- [Exercise requirements]: Please copy exactly the lines from the first in the records through the line that contains "[(929, 236), (240, 242)]", but not the pictures.

- [Data to process]:
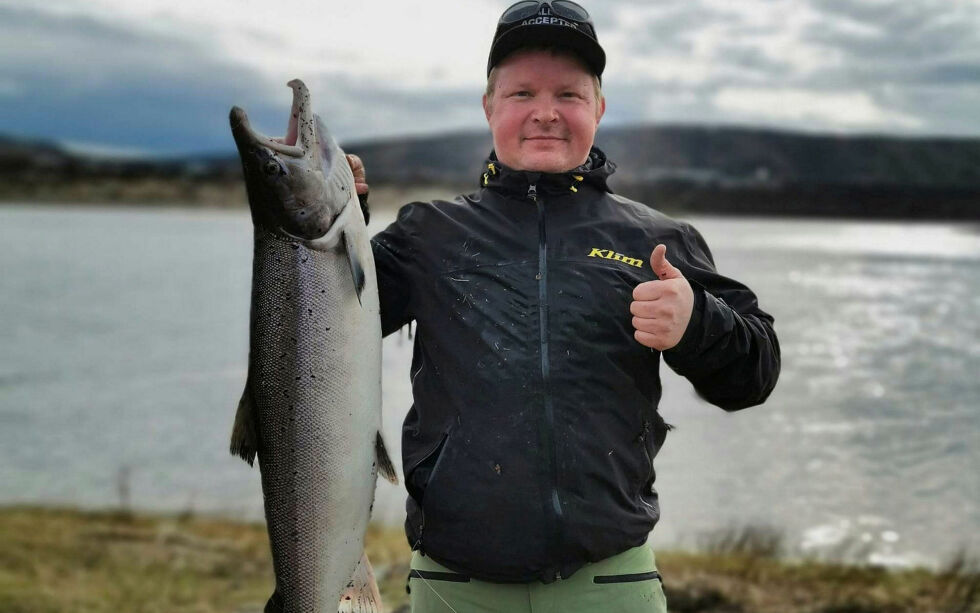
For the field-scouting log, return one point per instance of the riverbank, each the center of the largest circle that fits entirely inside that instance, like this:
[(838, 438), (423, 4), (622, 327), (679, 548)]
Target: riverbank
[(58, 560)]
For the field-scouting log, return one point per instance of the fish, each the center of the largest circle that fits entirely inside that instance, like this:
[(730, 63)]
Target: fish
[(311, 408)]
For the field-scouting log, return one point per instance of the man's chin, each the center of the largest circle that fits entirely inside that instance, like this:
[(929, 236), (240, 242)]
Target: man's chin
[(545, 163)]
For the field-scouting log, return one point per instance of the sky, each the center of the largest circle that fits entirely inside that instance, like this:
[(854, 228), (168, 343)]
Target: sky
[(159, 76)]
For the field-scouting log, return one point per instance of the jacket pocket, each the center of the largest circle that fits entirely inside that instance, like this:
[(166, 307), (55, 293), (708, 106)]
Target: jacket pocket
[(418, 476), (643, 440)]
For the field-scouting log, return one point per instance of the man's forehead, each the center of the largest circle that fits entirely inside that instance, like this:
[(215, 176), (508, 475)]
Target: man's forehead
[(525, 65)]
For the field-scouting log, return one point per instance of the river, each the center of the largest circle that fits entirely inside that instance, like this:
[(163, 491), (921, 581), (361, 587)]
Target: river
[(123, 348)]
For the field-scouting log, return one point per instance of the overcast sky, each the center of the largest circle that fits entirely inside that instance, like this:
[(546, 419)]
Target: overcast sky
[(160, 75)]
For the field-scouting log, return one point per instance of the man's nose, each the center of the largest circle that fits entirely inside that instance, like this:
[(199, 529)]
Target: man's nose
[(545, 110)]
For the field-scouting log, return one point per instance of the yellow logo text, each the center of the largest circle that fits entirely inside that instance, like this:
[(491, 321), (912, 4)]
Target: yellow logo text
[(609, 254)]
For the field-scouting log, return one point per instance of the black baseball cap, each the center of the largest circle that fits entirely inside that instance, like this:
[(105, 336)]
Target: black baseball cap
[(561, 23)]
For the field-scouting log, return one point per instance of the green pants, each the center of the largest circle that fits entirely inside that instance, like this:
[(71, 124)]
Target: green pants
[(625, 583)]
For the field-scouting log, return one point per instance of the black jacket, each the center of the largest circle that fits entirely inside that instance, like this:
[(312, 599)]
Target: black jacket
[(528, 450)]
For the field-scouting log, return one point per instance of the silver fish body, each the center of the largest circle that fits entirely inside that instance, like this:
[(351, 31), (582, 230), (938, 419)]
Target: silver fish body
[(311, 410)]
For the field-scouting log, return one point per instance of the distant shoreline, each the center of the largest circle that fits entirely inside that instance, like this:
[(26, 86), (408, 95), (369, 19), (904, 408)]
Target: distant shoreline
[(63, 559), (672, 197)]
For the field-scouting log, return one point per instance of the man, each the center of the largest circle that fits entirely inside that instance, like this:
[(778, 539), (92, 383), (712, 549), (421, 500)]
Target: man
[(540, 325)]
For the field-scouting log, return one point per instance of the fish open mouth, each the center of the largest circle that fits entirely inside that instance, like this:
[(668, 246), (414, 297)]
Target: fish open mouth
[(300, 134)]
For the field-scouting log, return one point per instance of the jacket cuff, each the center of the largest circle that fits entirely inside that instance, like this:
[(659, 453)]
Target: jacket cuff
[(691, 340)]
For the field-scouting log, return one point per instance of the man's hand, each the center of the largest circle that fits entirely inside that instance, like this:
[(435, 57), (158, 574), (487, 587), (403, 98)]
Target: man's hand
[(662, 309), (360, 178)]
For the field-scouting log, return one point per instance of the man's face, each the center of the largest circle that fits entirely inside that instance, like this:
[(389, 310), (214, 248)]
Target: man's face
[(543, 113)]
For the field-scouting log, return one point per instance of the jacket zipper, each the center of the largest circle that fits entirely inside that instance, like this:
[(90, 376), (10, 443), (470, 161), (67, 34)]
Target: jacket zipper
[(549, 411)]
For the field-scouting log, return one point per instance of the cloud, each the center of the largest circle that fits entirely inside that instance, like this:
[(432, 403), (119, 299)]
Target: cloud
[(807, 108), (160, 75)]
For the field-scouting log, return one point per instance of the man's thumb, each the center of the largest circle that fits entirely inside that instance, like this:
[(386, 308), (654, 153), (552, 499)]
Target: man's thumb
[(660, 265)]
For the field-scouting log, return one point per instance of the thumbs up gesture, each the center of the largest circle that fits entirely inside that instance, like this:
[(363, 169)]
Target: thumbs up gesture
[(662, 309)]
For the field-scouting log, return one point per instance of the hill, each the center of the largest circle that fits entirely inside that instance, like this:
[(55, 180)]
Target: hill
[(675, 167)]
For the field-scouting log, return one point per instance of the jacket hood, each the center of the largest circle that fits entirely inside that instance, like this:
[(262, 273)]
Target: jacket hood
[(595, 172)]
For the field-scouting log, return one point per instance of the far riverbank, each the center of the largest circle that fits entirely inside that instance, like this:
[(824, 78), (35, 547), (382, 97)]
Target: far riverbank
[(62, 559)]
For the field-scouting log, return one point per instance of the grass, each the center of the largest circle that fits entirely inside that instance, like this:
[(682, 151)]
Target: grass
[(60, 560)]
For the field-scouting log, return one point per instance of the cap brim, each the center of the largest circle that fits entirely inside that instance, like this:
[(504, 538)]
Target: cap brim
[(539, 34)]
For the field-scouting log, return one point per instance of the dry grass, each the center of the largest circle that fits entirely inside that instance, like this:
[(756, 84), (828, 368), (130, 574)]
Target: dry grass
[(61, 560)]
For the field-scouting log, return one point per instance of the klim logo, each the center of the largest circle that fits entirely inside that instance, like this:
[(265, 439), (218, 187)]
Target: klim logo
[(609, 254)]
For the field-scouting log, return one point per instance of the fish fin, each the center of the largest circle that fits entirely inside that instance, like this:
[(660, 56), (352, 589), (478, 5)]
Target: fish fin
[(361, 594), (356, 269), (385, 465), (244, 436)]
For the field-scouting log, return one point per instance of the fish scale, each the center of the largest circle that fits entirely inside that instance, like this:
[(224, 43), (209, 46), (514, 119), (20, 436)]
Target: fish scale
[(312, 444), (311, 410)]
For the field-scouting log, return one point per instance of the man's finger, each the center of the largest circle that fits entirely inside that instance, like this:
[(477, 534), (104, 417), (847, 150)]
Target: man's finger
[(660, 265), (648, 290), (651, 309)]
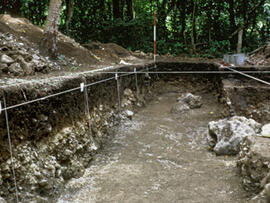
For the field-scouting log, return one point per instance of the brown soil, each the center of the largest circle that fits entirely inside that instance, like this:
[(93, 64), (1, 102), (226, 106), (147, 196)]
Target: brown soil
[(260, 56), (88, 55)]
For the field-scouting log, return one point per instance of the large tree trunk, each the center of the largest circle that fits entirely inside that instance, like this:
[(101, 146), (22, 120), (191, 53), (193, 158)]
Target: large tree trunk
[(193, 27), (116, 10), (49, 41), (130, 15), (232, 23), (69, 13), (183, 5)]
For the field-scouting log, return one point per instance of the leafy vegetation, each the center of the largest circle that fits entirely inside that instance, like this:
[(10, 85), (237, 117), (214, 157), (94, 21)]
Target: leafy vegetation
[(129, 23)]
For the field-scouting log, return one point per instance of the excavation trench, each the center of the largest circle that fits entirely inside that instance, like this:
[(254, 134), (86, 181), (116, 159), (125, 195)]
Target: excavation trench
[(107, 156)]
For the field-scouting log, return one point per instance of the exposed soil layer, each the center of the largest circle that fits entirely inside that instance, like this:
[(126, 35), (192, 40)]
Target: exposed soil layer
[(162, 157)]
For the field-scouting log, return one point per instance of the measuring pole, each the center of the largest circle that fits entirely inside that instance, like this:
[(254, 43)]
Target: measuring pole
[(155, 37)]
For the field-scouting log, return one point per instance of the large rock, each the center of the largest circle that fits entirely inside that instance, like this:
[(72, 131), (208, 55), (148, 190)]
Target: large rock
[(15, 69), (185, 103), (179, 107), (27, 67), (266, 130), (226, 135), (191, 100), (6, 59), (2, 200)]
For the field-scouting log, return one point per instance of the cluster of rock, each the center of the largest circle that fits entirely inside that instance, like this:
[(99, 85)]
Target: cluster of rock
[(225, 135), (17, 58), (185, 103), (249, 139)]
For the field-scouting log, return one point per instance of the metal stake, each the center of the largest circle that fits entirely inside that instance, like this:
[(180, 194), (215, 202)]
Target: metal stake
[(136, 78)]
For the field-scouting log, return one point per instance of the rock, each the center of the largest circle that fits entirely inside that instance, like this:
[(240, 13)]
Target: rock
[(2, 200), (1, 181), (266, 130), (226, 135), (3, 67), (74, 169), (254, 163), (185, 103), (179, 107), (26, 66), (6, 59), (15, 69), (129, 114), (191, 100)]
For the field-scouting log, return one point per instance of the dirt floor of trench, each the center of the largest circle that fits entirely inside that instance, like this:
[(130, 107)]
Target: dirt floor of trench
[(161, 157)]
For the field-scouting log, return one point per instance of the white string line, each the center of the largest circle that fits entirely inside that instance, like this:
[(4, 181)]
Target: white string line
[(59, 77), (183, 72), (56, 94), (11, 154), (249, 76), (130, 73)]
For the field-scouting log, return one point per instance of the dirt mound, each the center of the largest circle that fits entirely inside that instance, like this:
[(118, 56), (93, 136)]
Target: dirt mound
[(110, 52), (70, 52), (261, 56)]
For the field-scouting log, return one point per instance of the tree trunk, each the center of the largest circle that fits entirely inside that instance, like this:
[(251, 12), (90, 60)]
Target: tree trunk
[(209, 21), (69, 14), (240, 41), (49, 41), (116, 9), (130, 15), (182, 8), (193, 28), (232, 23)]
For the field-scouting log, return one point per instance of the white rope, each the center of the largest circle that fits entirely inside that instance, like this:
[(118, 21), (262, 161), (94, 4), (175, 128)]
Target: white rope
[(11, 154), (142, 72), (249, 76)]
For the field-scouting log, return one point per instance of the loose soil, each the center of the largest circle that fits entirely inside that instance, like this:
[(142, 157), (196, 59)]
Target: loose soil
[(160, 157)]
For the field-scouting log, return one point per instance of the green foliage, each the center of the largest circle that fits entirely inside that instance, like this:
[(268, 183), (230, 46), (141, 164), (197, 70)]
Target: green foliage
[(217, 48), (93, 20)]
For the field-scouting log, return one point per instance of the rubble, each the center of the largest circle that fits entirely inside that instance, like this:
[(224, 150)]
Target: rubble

- [Answer to the problem]:
For the field-scouting log, return one point per instance of the riverbank, each the center of the largest circle that fits entirely inside that instance, like this:
[(838, 438), (423, 4), (622, 327), (679, 548)]
Target: riverbank
[(58, 560)]
For the field-scouting log, return one point per instance of the fish, each the center of the largest circle that fits entirely inside that instance, like this:
[(730, 63)]
Target: fish
[(311, 408)]
For the field-scouting log, return one point per instance of the man's chin, each the center of the largest circle that fits entirely inside that instance, like this:
[(929, 236), (240, 242)]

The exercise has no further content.